# START OF RECORDS SUPPLIED

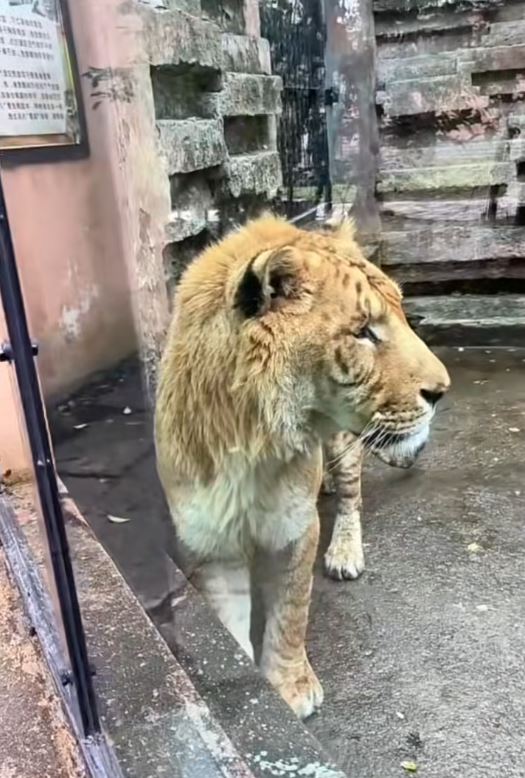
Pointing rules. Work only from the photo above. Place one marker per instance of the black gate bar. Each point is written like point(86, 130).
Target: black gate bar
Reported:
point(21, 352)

# END OF RECORDS SUPPLIED
# START OF RECORDS SUPPLIED

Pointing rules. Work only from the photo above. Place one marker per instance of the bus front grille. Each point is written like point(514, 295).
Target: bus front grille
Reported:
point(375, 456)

# END OF RECORDS SUPPLIED

:: GIVEN REQUEST ::
Retype the records verbatim, starting at the line containing "like point(86, 130)." and ending at the line containing "point(21, 352)", both included.

:: EXERCISE OUTPUT ::
Pointing rules. Work only from the photo above. Place one marker per instance of the black gate bar. Each point is written like point(86, 130).
Target: black gate bar
Reported:
point(21, 352)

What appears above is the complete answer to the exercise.